------ Extracted information
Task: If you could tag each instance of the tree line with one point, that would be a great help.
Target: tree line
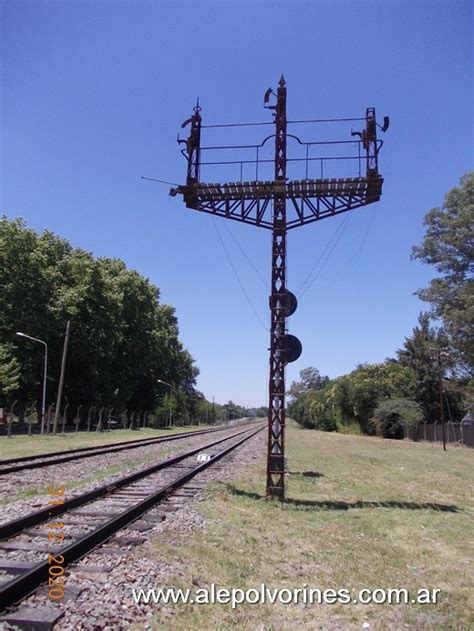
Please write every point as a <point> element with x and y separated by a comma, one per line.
<point>405,390</point>
<point>123,338</point>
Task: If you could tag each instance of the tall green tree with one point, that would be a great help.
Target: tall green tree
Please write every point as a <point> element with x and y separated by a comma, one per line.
<point>448,245</point>
<point>420,355</point>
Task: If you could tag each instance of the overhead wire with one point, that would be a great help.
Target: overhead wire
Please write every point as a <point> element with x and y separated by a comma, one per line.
<point>244,291</point>
<point>251,263</point>
<point>351,262</point>
<point>336,237</point>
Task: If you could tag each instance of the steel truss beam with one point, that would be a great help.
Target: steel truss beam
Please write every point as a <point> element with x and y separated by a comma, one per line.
<point>250,202</point>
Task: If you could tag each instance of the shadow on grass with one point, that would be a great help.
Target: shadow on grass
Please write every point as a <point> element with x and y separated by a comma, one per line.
<point>307,474</point>
<point>335,505</point>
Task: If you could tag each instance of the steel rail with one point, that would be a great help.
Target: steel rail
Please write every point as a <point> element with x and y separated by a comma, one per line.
<point>16,526</point>
<point>88,452</point>
<point>23,585</point>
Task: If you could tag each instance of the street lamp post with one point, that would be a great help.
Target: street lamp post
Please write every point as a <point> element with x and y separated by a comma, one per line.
<point>43,406</point>
<point>171,393</point>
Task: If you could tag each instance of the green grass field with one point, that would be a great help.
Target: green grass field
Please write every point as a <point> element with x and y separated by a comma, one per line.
<point>360,513</point>
<point>17,446</point>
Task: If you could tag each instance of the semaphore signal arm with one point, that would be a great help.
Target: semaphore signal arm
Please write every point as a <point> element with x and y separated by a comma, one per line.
<point>309,200</point>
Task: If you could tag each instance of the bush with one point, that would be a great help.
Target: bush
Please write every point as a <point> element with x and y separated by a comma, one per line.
<point>391,416</point>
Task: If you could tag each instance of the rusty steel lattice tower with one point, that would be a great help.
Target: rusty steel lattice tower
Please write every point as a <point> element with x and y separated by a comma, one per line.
<point>251,202</point>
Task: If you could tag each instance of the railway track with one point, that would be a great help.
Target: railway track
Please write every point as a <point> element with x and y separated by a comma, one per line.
<point>12,465</point>
<point>134,502</point>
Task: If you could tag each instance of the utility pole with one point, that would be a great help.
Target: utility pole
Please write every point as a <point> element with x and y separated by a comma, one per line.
<point>61,378</point>
<point>280,205</point>
<point>441,402</point>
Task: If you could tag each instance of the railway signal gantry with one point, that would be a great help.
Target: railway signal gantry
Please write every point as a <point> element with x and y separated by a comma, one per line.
<point>281,204</point>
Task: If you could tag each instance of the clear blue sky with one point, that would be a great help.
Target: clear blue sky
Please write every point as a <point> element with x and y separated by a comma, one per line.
<point>93,95</point>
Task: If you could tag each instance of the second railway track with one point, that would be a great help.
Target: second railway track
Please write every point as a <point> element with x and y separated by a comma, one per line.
<point>37,461</point>
<point>104,512</point>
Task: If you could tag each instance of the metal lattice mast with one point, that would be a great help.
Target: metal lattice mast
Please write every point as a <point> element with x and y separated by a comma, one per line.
<point>296,202</point>
<point>276,405</point>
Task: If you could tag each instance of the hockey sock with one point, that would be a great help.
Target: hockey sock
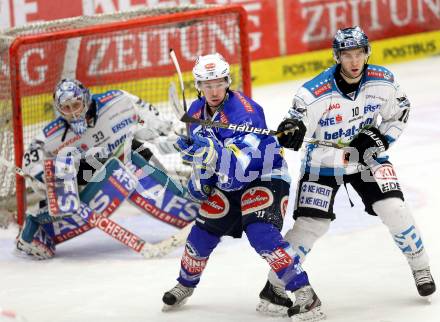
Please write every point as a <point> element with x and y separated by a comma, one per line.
<point>266,239</point>
<point>302,236</point>
<point>397,217</point>
<point>199,246</point>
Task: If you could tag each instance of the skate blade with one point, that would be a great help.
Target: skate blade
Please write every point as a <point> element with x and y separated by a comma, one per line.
<point>270,309</point>
<point>313,315</point>
<point>167,308</point>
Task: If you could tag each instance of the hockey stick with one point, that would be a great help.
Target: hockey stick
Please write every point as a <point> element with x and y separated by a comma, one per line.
<point>183,116</point>
<point>118,232</point>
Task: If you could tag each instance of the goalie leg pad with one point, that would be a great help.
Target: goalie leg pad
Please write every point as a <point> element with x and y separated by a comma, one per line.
<point>400,222</point>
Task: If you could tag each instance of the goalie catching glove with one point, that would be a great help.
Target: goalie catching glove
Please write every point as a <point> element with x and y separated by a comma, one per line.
<point>369,142</point>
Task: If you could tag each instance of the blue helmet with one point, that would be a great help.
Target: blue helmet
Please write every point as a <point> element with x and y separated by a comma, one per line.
<point>68,91</point>
<point>350,38</point>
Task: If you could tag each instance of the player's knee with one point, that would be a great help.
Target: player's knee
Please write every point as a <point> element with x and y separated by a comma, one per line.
<point>305,232</point>
<point>393,213</point>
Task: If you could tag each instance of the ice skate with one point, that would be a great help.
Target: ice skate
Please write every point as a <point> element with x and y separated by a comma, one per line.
<point>307,306</point>
<point>274,301</point>
<point>176,297</point>
<point>424,282</point>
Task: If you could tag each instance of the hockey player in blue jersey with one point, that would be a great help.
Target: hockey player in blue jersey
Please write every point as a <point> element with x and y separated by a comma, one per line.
<point>360,106</point>
<point>241,179</point>
<point>85,123</point>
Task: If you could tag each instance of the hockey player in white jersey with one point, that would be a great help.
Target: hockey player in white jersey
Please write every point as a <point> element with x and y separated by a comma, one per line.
<point>85,124</point>
<point>362,107</point>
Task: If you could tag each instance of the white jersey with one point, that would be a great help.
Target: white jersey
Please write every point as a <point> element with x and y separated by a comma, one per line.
<point>114,117</point>
<point>333,116</point>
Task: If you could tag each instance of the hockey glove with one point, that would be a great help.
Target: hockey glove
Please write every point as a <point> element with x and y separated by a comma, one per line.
<point>202,151</point>
<point>369,142</point>
<point>292,133</point>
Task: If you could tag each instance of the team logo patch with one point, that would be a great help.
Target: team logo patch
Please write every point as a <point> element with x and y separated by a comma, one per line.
<point>386,177</point>
<point>284,204</point>
<point>256,198</point>
<point>217,206</point>
<point>314,195</point>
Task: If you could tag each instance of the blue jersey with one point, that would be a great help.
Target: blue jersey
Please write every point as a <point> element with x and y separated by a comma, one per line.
<point>252,156</point>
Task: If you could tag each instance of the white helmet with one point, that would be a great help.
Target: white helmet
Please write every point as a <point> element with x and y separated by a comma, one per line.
<point>209,67</point>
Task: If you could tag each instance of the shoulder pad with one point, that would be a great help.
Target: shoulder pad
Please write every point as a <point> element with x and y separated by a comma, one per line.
<point>54,126</point>
<point>375,72</point>
<point>103,98</point>
<point>243,100</point>
<point>322,83</point>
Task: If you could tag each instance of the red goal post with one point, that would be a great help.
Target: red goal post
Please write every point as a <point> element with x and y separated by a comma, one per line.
<point>126,51</point>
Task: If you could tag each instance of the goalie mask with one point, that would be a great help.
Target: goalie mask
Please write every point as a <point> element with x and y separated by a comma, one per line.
<point>211,67</point>
<point>71,102</point>
<point>350,38</point>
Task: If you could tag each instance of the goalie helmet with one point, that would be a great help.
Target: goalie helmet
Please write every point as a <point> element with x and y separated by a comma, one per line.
<point>71,101</point>
<point>350,38</point>
<point>210,67</point>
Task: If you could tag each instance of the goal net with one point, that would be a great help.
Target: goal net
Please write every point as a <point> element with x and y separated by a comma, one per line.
<point>125,50</point>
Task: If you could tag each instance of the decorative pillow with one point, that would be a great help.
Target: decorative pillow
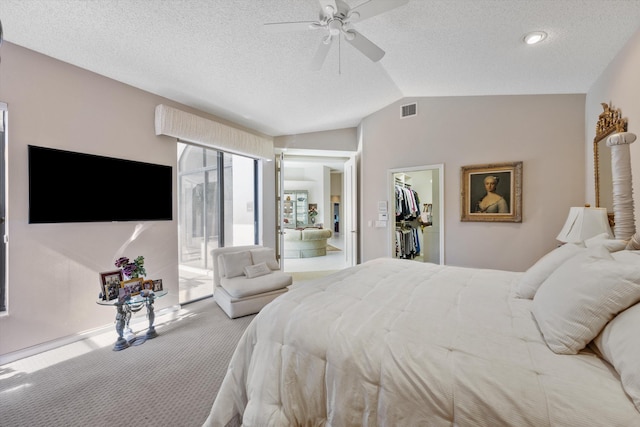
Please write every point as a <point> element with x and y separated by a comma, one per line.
<point>578,299</point>
<point>267,255</point>
<point>538,272</point>
<point>256,270</point>
<point>235,262</point>
<point>619,344</point>
<point>603,239</point>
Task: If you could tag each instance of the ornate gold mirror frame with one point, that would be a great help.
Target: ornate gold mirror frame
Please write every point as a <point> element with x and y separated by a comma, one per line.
<point>610,121</point>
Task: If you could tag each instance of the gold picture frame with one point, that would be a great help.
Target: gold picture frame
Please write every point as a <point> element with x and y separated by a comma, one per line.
<point>491,192</point>
<point>110,283</point>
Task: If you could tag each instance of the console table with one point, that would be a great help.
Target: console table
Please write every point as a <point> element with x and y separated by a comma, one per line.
<point>126,337</point>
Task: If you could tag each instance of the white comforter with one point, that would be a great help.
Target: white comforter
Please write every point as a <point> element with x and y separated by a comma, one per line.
<point>401,343</point>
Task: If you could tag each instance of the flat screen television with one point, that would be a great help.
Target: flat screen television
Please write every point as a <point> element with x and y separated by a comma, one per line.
<point>66,186</point>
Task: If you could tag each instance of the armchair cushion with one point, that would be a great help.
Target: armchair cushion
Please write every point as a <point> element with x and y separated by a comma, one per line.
<point>235,262</point>
<point>241,287</point>
<point>256,270</point>
<point>266,255</point>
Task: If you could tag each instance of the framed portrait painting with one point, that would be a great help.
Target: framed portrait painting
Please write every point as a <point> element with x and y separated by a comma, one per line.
<point>492,192</point>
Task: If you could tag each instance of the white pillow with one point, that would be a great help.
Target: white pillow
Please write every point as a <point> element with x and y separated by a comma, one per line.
<point>578,299</point>
<point>631,257</point>
<point>256,270</point>
<point>235,262</point>
<point>613,245</point>
<point>538,272</point>
<point>619,344</point>
<point>267,255</point>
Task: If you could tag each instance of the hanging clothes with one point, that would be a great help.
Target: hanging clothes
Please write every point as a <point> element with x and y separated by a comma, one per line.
<point>407,203</point>
<point>407,244</point>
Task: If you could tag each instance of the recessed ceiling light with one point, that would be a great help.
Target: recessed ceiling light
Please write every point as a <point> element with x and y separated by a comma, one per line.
<point>534,37</point>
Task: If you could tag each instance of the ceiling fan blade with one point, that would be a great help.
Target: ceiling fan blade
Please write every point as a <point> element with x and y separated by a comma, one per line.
<point>373,8</point>
<point>328,8</point>
<point>364,45</point>
<point>283,27</point>
<point>321,55</point>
------------
_The task_
Rename "hockey player" to "skater" in the listing lines starting at the one containing "Task: If you could tag each instance of the ice" and ending at the one containing "<point>333,116</point>". Give back only those lines, with everything else in them left unchanged.

_Output below_
Task: If you could tag each instance of the ice skate with one point, that would be a great help.
Target: ice skate
Please write every point as a <point> element with x and y separated by a comma, one per line.
<point>307,306</point>
<point>274,301</point>
<point>176,297</point>
<point>424,282</point>
Task: If you could tag each instance of the skater in blue jersey with one point, that would be a great help.
Target: skater in blue jersey
Please write every point as a <point> element with x and y separated by a comma, one per line.
<point>360,106</point>
<point>241,179</point>
<point>85,123</point>
Task: If you could tag each instance of the skater in white jersey with one point, that would be a great help.
Target: skater in white jersey
Please write every point as a <point> element with x and y separated by a comma, one per line.
<point>85,124</point>
<point>362,107</point>
Task: If you could tag each instance of the white jersey with one point, that would be a great help.
Target: white jersey
Please write every point as a <point> element with x and y separated by a comma, one per line.
<point>114,117</point>
<point>333,116</point>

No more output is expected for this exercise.